Print the entries exactly; skip the pictures.
=== Begin Enclosure ===
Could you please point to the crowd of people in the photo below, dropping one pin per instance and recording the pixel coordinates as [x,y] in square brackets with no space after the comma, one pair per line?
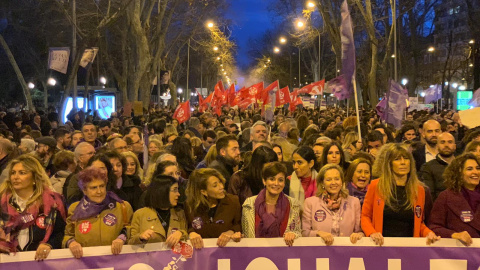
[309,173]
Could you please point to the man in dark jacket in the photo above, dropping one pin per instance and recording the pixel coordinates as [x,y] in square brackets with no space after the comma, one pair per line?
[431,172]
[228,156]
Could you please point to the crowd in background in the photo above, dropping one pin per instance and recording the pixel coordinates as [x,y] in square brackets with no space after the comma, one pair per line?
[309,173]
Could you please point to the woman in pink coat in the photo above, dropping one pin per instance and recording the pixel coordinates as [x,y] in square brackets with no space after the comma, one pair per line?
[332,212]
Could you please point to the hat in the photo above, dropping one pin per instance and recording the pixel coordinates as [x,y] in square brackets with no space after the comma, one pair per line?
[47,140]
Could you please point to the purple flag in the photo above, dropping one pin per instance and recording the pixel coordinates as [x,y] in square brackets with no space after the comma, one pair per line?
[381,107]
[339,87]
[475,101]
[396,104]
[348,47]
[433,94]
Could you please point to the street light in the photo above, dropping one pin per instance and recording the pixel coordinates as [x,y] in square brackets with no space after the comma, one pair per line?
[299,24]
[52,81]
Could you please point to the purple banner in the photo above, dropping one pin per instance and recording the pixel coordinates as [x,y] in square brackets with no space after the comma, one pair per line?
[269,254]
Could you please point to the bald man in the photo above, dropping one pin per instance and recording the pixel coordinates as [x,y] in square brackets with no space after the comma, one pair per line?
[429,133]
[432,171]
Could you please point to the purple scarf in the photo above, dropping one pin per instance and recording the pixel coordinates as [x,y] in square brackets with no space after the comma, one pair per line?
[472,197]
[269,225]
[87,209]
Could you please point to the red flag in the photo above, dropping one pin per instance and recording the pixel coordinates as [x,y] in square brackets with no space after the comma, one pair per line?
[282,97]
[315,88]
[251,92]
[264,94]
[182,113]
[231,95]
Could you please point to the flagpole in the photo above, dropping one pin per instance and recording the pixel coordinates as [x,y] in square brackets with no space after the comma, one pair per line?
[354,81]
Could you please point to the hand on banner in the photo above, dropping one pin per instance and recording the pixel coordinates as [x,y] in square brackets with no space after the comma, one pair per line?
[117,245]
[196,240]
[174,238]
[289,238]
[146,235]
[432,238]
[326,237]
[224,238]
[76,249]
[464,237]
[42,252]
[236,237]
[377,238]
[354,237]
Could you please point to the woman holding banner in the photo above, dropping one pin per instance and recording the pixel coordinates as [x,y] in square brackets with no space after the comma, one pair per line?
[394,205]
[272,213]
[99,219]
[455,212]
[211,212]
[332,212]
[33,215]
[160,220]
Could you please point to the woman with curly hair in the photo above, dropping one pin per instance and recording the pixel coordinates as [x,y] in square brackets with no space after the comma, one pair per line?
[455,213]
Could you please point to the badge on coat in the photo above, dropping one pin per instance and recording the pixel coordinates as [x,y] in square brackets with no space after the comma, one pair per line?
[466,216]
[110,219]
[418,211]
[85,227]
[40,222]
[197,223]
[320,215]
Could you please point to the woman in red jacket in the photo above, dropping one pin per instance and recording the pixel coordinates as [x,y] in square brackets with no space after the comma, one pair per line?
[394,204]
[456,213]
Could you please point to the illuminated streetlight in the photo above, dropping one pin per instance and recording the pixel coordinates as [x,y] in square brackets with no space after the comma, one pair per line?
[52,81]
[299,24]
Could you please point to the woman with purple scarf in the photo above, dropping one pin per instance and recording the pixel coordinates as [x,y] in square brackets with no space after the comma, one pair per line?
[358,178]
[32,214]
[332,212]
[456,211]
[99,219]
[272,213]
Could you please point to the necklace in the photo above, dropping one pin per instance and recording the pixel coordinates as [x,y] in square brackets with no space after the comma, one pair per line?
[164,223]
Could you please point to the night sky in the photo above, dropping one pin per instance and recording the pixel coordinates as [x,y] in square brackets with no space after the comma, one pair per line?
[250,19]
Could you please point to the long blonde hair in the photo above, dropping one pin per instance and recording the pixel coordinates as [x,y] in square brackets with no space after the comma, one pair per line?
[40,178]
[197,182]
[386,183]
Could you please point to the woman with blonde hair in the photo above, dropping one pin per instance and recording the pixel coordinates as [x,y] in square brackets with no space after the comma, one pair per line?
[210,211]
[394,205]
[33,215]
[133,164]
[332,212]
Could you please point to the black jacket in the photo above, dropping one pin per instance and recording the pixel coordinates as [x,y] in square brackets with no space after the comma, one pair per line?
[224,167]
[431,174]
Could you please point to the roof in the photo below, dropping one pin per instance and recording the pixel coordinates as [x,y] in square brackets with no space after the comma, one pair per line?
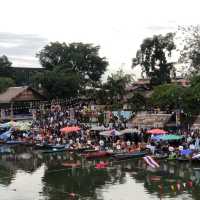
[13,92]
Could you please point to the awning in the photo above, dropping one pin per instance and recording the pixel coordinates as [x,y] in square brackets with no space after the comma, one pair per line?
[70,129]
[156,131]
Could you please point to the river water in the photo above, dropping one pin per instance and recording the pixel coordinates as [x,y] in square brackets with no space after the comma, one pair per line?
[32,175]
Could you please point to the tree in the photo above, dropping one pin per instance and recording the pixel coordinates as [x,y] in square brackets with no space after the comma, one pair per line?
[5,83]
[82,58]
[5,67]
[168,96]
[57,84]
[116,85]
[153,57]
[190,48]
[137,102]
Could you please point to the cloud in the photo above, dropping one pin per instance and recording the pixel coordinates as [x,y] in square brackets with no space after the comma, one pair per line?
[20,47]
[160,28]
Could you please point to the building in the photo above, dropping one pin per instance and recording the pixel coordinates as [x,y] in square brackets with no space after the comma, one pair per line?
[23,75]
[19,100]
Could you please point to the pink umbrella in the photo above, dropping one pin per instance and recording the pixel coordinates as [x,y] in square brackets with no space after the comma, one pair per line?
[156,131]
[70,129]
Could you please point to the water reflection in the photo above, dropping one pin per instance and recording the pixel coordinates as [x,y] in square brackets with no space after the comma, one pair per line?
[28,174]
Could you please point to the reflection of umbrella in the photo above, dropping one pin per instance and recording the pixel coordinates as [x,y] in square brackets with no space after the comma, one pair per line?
=== End Enclosure ===
TASK ANSWER:
Could you please point to the crowd of people in the photo below, dropping one pin per instance and recording the pixel coordinates as [x,y] in square brackets with no space after the comma, one pair per line?
[309,173]
Could you please point to the man in dark jacket in the photo above, dropping one pin per instance and recording the pixel coordinates as [x,y] in square brackets with no space after the comma, one pair per line?
[431,172]
[228,156]
Could you please point to the crowd in background in the photo above, dropping one pin per instance and recording the pixel coordinates as [x,y] in square brackets with no space after the comma, one pair per line?
[309,173]
Could you please point to the woman in pink coat in the photo above, dropping one pin per instance and recording the pixel coordinates as [x,y] in square brackets with no space after the comma, one pair per line?
[332,212]
Could you please point to the hat in the photo above, dropping one pin per instance and recording the pixel coordinates as [x,y] in square brackets with no space after the comma, one pair per line?
[47,140]
Could you please point to the purple flag in the photo above, dropping one pin per instance and recording the pixel coordinates as [x,y] in square brackets with no space after the comma, one pair per line?
[381,107]
[339,87]
[475,101]
[396,104]
[348,47]
[433,94]
Could you please point to the street light in the photo above, dropping one pin per instance and recording the pixel coordinates as [x,y] in square brackets with no space after the comma, one pair per line?
[299,24]
[52,81]
Could you please point to the purple banner in the photo above, dropping one pin per instance and recording the pixel coordinates as [x,y] in square brackets with no space after the comma, one pair per line?
[269,254]
Could you please point to the bald man in the photo above, dropping one pin per instance and recording the pixel coordinates as [x,y] in square brackets with no space after the comma, one pair per line?
[429,133]
[432,171]
Could you please point to the purple scarf in the photo above, dropping one pin per instance and recording the pixel coordinates as [x,y] in square brackets with no space after the comma, one pair per line?
[472,197]
[269,225]
[87,209]
Could you please point to the red flag in the photo above, dropping one pin per instance and recording the pixel coordinates as [x,y] in square brackets with no space after the comma, one pair per line?
[282,97]
[315,88]
[251,92]
[264,94]
[182,113]
[231,95]
Could you please point to the flagpole in the photo above, dropping one pin per instance and recording the pixel coordinates as [x,y] in square brackets with no space after the comma, one pair per line?
[354,81]
Could you please point to the hand on banner in the photo above, dropping one pin per instance and recording the pixel coordinates as [x,y] in square brackets with no space after the comma, one pair per line?
[117,245]
[196,240]
[174,238]
[289,238]
[146,235]
[432,238]
[326,237]
[224,238]
[76,249]
[464,237]
[42,252]
[236,237]
[377,238]
[354,237]
Could you please point to the woman holding banner in the photo above, dropping one pin per instance and recording the pixel coordinates as [x,y] in square brackets with no space after the comma, one pair per line?
[394,205]
[272,213]
[99,219]
[455,212]
[211,212]
[332,212]
[33,215]
[160,220]
Could you please point to the woman with curly hair in the photo above, dropping one pin per instance and recording the pixel coordinates as [x,y] in square brackets with no space after the comma, one pair per line?
[455,213]
Could you please point to the badge on coat in the photo above, dropping one pin per instance and recording the pixel coordinates as [x,y] in square brackets with no space after the comma, one pair per line?
[466,216]
[110,219]
[418,211]
[85,227]
[40,222]
[197,223]
[320,215]
Could you please point to the woman in red jacket in the photo above, dropping one pin per instance and recording the pixel coordinates as [x,y] in square brackets with no space after the comma, one pair per line?
[394,204]
[456,213]
Could you please point to the illuminated streetlight in the photo above, dropping one pin per instance and recording the pixel coordinates as [x,y] in square brackets with no space after the comma, one pair per line?
[52,81]
[299,24]
Could you please point to the woman with purple scarf in the photo above, dropping one pin per instance and recording the pixel coordinates as [x,y] in square brackets with no space after the comma, one pair per line?
[358,178]
[32,214]
[332,212]
[456,211]
[99,219]
[272,213]
Could you please point to the necklace in the photo above, dropping one pin per instance and recording the pixel coordinates as [x,y] in square brackets with no space after the comma, one pair per line?
[164,223]
Could you please point to the night sky in the photo above, dropping one pin per instance and recording the pixel coordinates as [x,y] in square brackets with no space after the comma, one pair per line?
[250,19]
Could you please point to the long blonde hair in the photo above, dropping one pin per instance and recording the pixel coordinates as [x,y] in square brackets with no space after the comma, one pair per line?
[40,178]
[197,182]
[386,183]
Could you please point to the woman with blonde hair in the photo above, dropping one pin per instance and recording the pixel coordinates as [x,y] in square brackets with no space after the comma, one pair per line?
[210,211]
[394,205]
[33,215]
[133,164]
[332,212]
Could you please point to the black jacket in the photo above, dropping one pin per instance and recording the pixel coordinates as [x,y] in square brackets with no space after the comma, one pair per line?
[224,167]
[431,174]
Could you please point to the roof in the photo below, dropping one pin per instance and recording the pixel coordinates as [x,y] in square brackets with no space after the comma, one pair per line?
[13,92]
Could you please point to the awning in the photo above, dropping one pin per instance and recording the pixel coordinates as [x,y] in square brackets with no space after the comma, one pair per line?
[70,129]
[156,131]
Could you please point to the river water in the photo above, dropping one pin per instance and recording the pixel coordinates as [x,y] in square brackets with no space after the comma, one pair per line?
[32,175]
Could you please point to the tree in the photo above, dropping one pin per instance and recording the pixel coordinates as [x,y] in square brackets with no space after the comma, one pair per line?
[5,83]
[82,58]
[5,67]
[168,96]
[57,84]
[116,85]
[153,57]
[190,48]
[137,102]
Could you please point to the cloud in the photo above, dropping one pin per instance and recording the pixel coordinates as [x,y] in square brackets with no space after the comma, one pair per line?
[20,47]
[160,28]
Could you please point to the building in the photo above, dropping one pin per instance and recording the pixel coordinates as [x,y] in square brackets with no space after the comma, one pair per line?
[23,75]
[19,100]
Could you please point to the pink umbrella in the photo above, dropping one pin per instance and recording the pixel coordinates as [x,y] in square brackets with no space after the comma, one pair per line?
[156,131]
[70,129]
Could you please point to the water reflection in the photo above, dropping one pin per instance and recording the pixel coordinates as [x,y] in square brackets with no space after the comma, one pair per line?
[28,174]
Could you please point to the reflection of umbrella in the photo above, dropping one pin per instance and recording the pixel coordinates as [x,y] in square brackets with no space after the comma, one pair per line?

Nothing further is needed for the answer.